§ REQUIREMENT
Copy out the records below word for word, starting with the line that contains "Annotation task — locate each instance of the framed" and continuing through the last line of the records.

§ Location identification entries
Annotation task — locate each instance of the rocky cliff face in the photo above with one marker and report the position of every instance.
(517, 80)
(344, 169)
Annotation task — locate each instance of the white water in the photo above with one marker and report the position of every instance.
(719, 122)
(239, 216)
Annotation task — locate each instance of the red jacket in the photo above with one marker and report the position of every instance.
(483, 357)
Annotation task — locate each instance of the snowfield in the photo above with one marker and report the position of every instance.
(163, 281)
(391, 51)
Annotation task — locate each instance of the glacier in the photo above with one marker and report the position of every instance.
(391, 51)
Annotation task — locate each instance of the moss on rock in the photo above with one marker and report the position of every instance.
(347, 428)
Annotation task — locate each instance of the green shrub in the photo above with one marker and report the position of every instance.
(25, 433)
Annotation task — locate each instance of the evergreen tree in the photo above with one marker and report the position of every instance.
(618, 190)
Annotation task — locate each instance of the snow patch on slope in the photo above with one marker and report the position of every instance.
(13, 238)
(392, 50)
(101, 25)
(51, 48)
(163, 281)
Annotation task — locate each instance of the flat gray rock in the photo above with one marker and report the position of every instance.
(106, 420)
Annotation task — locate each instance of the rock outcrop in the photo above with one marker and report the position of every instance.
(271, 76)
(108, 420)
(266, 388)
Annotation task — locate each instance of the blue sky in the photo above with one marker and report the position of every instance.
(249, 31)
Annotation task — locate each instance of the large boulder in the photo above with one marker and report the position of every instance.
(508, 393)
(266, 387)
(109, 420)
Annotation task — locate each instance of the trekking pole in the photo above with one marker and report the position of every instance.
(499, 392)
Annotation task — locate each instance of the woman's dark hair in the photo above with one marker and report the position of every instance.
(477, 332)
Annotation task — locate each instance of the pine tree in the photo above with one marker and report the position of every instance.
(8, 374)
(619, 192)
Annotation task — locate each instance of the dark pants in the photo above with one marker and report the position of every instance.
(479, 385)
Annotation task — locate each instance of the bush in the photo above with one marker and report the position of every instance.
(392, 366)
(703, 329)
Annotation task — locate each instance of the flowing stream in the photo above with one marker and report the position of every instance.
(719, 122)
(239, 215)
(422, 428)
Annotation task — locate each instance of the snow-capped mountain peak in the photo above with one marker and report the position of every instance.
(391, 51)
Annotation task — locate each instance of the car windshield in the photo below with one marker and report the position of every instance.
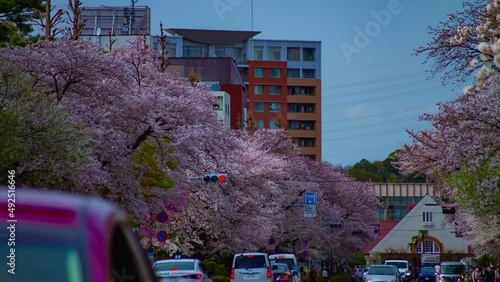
(174, 265)
(398, 264)
(41, 257)
(428, 270)
(250, 261)
(288, 262)
(280, 268)
(381, 270)
(451, 269)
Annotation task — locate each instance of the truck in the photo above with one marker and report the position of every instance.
(403, 266)
(451, 271)
(430, 260)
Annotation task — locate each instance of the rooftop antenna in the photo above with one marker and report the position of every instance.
(132, 15)
(252, 14)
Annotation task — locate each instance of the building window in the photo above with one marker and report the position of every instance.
(308, 73)
(275, 107)
(258, 52)
(275, 73)
(273, 125)
(238, 55)
(300, 108)
(293, 73)
(293, 54)
(258, 90)
(192, 51)
(308, 54)
(259, 107)
(274, 53)
(301, 124)
(430, 247)
(220, 52)
(259, 123)
(171, 50)
(258, 72)
(427, 216)
(301, 90)
(305, 142)
(275, 89)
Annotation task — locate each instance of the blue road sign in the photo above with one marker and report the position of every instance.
(162, 235)
(162, 217)
(271, 241)
(310, 198)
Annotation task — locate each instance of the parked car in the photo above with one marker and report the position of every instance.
(54, 236)
(365, 273)
(180, 270)
(383, 273)
(427, 274)
(281, 272)
(403, 266)
(292, 262)
(451, 271)
(251, 266)
(357, 274)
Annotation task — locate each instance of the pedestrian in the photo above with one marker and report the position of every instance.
(325, 275)
(476, 275)
(489, 274)
(312, 274)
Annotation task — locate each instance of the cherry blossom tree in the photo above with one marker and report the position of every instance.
(454, 43)
(460, 155)
(153, 135)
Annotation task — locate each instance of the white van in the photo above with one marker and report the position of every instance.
(290, 260)
(251, 266)
(403, 266)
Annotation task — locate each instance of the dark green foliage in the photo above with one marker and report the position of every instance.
(382, 171)
(38, 139)
(15, 21)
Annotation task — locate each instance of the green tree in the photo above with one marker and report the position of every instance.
(38, 138)
(382, 171)
(16, 21)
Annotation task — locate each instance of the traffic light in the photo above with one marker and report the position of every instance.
(214, 178)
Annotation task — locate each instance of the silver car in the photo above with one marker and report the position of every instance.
(180, 270)
(382, 273)
(251, 267)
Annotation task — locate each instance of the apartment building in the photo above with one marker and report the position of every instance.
(281, 78)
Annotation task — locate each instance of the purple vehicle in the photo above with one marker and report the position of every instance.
(54, 236)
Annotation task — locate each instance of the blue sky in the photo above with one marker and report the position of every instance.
(373, 88)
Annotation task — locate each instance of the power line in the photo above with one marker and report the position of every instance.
(362, 151)
(384, 98)
(374, 81)
(365, 135)
(375, 90)
(379, 114)
(370, 125)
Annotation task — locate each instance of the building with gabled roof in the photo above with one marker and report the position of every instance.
(423, 230)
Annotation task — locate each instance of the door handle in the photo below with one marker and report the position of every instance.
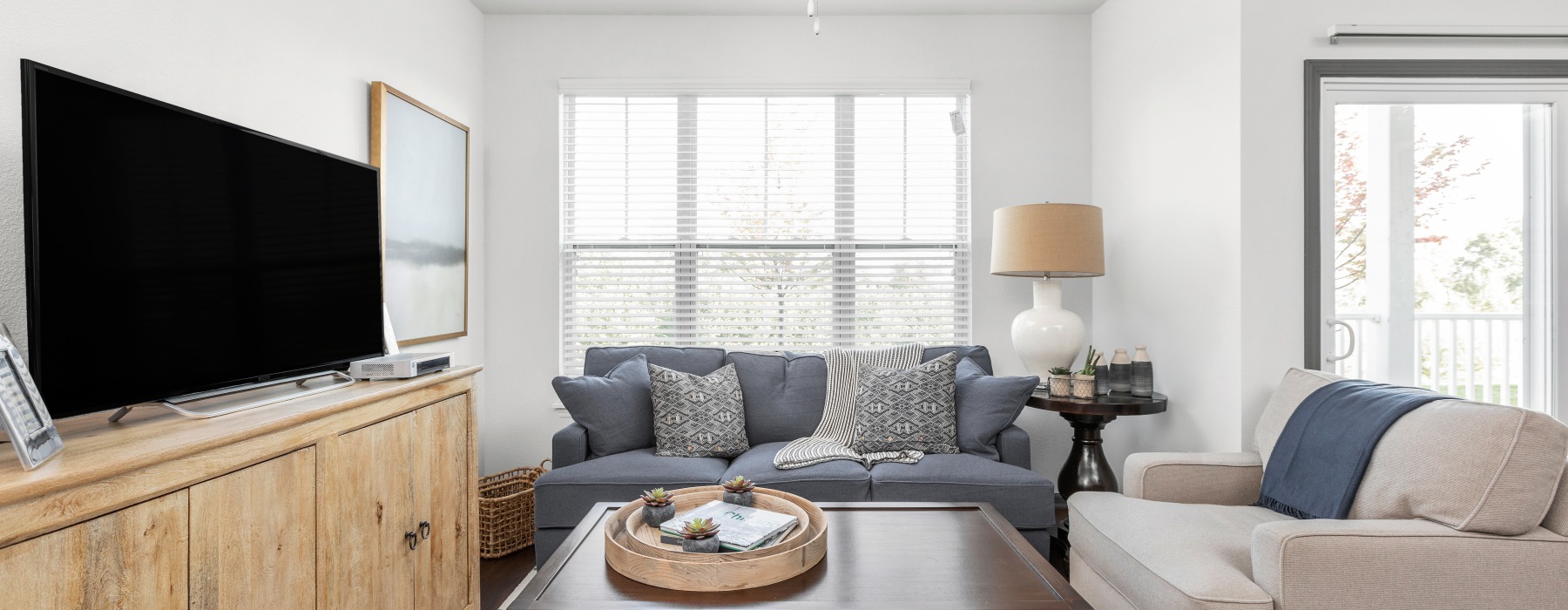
(1348, 331)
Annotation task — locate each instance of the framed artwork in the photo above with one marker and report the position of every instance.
(423, 159)
(23, 411)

§ RESPONSE TO THE EXERCISE
Annotation task — locate each instance of the framed artwork in the photo above with one marker and report the position of every instance.
(423, 159)
(23, 411)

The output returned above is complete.